Pick up the essay below on the lessons of Orwell's 1984 and carry it forward from its last sentence.

====== Quoted passage ======

In high school, probably around 1963, the year before I graduated from high school in Lewiston, Idaho, I read George Orwell’s 1984, published in 1949. A depressing and dystopian view of the future. It was unforgettble.
Now, just over sixty years later, I see its broad lessons as a critical tool for understanding politics today. Sadly, this means also and even in particular, understanding US politics. For this endeavor, two lessons stand out. One is control of the past, discussed in 1984. The other is the politcal necessity of clear language, discussed at length in his 1946 essay Politics and the English Language.
Control of the Past
George Orwell: Author, Journalist and Critic
— George Orwell, 1984, Part I, Chapter 3
The above quote is taken from the passage where Winston recalls the Party slogan while thinking about historical falsification and memory.
Orwell’s clairvoyance is manifest. Not so much in the details of the novel, but in the insights it provides in understadning how authoritarian regimes use control of the past as an instrument of power. Here are some examples, taken from the Trump adminstration, ranging from the pathetic and laughable to the deadly dangerous. There is a plethora of examples from other times and places, but the concern here is what happening in our place and our time.

====== Provided information ======

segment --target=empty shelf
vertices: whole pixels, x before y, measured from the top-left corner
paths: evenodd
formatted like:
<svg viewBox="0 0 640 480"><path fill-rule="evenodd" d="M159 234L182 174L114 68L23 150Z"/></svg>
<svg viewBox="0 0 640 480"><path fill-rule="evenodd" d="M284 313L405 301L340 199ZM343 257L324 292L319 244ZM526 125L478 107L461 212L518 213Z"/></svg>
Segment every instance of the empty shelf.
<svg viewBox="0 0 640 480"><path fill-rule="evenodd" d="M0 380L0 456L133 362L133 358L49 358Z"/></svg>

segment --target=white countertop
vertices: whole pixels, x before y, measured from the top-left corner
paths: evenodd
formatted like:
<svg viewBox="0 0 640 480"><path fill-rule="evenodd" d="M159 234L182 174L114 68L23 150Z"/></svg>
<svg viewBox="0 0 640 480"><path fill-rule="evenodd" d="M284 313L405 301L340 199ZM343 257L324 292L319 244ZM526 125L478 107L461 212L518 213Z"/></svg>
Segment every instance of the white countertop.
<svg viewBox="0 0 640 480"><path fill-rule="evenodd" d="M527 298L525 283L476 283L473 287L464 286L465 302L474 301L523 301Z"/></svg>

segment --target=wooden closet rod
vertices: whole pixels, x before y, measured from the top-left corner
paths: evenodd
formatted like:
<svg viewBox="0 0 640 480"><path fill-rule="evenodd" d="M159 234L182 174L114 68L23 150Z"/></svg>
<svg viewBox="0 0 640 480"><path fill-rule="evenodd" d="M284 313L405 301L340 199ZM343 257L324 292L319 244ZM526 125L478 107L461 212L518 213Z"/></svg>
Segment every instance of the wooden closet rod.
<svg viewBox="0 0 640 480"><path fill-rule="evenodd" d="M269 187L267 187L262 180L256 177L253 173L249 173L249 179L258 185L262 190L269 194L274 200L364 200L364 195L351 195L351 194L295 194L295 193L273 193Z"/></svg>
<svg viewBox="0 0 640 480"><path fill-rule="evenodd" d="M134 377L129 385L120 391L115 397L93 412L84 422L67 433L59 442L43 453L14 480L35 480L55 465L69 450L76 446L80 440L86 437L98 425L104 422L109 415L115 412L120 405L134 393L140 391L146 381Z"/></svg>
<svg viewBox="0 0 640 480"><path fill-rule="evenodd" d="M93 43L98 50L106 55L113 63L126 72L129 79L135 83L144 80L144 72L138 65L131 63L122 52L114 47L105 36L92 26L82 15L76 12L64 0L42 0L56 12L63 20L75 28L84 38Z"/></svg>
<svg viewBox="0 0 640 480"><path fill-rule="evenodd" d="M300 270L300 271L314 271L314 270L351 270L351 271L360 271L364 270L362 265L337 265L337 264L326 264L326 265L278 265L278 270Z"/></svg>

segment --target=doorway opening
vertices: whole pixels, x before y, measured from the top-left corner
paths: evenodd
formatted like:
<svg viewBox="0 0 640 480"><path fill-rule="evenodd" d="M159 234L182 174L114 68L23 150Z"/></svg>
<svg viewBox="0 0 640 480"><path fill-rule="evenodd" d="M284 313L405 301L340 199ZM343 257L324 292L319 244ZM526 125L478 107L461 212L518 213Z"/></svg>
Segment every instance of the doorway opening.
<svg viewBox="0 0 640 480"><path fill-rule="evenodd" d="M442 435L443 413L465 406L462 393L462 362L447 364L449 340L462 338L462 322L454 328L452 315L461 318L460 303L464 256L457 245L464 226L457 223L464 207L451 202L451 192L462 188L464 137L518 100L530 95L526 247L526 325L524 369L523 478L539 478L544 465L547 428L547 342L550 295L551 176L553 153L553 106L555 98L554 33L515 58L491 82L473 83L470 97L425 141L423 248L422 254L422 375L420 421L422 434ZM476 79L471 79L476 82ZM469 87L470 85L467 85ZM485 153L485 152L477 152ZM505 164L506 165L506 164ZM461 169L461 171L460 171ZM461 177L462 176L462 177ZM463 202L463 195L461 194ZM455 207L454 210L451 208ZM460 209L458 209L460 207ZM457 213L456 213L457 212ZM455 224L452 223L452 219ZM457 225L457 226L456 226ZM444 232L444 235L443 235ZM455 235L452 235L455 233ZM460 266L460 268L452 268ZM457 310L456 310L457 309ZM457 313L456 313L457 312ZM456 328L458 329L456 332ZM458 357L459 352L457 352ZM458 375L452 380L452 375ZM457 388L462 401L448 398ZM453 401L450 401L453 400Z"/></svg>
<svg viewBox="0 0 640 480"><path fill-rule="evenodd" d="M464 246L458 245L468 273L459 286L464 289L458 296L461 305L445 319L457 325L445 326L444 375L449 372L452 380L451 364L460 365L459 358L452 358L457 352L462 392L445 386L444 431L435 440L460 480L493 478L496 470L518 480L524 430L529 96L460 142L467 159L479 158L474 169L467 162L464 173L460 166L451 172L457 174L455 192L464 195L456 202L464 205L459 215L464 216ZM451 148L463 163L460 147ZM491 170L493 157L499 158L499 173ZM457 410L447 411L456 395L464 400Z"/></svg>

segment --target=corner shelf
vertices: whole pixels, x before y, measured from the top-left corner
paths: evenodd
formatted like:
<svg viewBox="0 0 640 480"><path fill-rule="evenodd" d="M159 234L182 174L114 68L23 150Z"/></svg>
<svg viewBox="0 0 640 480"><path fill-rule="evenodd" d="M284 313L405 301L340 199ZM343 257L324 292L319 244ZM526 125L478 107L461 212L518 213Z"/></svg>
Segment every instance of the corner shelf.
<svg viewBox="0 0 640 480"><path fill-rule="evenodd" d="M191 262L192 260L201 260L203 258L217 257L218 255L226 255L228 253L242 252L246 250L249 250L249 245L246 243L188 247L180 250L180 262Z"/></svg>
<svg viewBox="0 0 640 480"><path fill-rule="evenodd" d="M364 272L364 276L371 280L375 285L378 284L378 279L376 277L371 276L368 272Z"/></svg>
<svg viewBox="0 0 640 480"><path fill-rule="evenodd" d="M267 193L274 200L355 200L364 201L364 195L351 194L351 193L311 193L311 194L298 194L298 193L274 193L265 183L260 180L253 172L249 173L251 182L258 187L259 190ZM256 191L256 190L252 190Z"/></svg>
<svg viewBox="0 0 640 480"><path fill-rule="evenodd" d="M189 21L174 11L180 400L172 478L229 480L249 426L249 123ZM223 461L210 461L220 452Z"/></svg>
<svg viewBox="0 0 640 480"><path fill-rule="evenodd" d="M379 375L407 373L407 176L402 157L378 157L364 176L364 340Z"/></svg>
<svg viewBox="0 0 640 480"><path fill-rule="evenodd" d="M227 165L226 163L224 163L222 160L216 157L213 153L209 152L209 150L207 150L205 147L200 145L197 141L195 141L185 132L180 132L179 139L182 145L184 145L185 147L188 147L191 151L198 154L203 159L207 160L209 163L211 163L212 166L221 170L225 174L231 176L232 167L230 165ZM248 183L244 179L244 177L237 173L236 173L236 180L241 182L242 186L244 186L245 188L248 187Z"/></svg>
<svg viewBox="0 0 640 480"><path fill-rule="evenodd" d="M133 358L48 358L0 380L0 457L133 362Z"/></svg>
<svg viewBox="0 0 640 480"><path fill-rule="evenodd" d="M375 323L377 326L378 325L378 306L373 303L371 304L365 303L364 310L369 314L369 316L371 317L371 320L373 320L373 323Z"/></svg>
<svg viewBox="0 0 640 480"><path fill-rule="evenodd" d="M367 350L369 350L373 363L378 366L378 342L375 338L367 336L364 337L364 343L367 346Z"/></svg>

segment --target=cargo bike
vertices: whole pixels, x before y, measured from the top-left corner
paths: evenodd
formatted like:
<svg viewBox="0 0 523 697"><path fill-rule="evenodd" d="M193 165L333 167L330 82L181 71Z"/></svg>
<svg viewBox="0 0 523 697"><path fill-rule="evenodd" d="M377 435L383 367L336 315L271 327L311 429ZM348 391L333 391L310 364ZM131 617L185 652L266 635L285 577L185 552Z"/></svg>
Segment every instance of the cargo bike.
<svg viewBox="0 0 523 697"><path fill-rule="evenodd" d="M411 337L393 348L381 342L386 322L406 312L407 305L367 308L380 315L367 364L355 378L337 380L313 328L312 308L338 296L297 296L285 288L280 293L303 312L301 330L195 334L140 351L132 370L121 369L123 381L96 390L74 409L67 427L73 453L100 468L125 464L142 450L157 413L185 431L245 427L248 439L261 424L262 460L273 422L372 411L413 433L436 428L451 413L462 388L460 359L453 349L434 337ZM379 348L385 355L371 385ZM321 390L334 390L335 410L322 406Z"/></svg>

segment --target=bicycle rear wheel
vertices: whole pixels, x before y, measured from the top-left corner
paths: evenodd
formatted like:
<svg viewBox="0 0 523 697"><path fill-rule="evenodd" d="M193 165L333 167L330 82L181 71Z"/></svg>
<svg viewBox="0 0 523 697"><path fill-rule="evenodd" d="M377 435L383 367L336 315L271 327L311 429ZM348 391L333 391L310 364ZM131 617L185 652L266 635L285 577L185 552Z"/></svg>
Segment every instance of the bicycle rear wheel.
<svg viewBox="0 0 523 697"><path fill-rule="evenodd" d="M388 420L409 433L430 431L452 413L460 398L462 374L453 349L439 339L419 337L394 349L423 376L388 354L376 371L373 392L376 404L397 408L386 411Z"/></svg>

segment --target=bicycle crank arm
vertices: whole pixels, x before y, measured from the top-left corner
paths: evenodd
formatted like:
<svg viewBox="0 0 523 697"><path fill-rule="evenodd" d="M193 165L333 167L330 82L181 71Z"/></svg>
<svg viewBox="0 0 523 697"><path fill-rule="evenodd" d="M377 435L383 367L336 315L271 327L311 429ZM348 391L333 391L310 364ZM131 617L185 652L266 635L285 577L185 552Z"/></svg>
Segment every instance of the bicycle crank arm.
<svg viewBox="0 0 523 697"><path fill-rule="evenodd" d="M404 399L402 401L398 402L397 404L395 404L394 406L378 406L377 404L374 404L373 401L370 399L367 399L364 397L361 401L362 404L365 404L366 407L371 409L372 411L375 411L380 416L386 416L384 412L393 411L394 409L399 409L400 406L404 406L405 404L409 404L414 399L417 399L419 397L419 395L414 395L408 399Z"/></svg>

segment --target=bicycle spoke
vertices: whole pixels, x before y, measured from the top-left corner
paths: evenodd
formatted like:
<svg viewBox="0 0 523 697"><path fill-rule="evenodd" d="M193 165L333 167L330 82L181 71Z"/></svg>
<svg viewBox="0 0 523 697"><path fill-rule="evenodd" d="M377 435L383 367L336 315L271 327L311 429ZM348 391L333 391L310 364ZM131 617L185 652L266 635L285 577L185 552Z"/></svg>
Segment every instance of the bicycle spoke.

======

■ **Answer for this exercise**:
. Early in the Trump administration, officials promoted claims about inauguration crowd sizes that contradicted photograpic evidence . The renaming of military bases, e.g. Fort Bragg in North Carolina, named after a Confederate general, renamed Fort Liberty in 2023, named Fort Bragg again under Trump II. Yet another skirmish in the long-running battle to at last lay the Civil War in its rest-place. . The 1776 Commission (2020), created to counter the 1619 Project, which centers slavery in U.S. history. Its report emphasized “patriotic education,” minimized the role of slavery and racism, and framed civil-rights critiques as divisive. . The disappearance of government websites on environmental and climate data . Trump and allies repeatedly described the Jan. 6 attack as a “peaceful protest,” “legitimate political discourse,” or a false-flag operation. The January 6 attackers who had been convicted in a court of law. . And so on. This is job for historians chroniclers of our current stae of exception.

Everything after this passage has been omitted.